:: INSTRUCTIONS FOR THE TASK ::
Everything from the line containing "target | dark sky" to the final line of the records below should be given again exactly, and nothing else.

───── MATERIAL SUPPLIED ─────

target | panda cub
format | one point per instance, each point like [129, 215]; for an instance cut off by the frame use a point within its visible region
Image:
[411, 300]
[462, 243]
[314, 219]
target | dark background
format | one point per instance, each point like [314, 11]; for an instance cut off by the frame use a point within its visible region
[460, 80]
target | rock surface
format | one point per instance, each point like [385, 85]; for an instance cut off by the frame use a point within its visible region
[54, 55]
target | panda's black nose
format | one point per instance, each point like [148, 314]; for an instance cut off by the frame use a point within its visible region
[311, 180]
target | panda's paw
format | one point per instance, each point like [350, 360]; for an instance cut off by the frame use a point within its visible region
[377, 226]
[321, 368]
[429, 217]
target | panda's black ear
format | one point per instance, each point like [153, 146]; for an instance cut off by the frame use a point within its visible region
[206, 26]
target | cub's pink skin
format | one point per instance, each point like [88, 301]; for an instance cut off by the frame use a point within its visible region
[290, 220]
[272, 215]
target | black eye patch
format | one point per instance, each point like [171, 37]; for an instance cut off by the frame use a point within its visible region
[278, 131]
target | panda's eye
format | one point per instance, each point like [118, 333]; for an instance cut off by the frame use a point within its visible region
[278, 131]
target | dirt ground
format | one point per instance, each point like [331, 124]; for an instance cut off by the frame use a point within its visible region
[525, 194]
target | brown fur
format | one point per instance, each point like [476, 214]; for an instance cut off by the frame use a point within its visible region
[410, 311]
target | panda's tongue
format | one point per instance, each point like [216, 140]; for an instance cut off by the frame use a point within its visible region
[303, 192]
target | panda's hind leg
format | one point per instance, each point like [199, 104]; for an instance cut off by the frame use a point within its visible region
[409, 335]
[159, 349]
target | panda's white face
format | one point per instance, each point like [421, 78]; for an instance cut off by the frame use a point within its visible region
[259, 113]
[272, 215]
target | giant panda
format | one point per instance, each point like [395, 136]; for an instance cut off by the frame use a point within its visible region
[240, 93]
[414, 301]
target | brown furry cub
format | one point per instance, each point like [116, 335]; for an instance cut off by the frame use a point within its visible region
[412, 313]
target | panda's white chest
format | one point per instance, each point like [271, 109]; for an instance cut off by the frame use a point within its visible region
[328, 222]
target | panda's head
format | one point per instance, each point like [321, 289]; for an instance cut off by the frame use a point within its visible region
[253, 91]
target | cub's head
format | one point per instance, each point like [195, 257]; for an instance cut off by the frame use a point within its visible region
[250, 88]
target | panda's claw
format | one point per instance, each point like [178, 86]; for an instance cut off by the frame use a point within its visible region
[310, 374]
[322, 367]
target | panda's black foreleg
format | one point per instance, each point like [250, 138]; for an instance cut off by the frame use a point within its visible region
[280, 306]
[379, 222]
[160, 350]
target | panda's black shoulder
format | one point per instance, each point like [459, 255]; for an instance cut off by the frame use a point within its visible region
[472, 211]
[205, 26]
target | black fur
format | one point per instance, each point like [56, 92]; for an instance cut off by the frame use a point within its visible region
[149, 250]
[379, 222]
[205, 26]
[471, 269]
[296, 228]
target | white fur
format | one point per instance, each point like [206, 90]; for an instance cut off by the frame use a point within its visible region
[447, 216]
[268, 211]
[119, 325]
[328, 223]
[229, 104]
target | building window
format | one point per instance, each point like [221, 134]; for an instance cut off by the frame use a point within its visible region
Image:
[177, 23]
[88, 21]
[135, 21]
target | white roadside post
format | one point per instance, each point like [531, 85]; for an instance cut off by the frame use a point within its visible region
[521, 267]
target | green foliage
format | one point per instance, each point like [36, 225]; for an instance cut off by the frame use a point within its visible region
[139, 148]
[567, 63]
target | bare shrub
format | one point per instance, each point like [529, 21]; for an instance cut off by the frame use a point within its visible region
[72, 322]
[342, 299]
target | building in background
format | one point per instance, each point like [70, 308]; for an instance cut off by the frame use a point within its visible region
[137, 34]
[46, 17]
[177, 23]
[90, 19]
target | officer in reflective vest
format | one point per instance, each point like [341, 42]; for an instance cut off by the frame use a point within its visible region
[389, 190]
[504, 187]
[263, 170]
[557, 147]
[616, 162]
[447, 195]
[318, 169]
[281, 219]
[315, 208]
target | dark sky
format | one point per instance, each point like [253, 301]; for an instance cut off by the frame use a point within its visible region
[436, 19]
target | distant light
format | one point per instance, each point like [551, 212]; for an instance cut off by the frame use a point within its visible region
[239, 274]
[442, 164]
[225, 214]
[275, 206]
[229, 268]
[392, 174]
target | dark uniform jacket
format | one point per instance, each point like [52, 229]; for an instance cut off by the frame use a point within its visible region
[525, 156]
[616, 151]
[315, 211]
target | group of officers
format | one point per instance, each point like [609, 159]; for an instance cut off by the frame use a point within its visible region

─────

:: EXERCISE SOLUTION ::
target | dark sky
format | one point per instance, each point like [253, 301]; for an instance cut off by the frame use a point within its visible region
[436, 19]
target | distant light
format | one point per instance, each point like [551, 212]; for an instance cut off by the frame use a point within its visible region
[239, 274]
[442, 164]
[225, 214]
[275, 206]
[229, 268]
[392, 174]
target | dark uniform jacket
format | one point per instance, each point like [52, 229]; for an instance cut off by the frame use a point within its visible region
[525, 156]
[616, 151]
[315, 211]
target | group of officers
format | one point per instance, each point like [609, 159]; for an instance cut off by the frame use a point within its visible region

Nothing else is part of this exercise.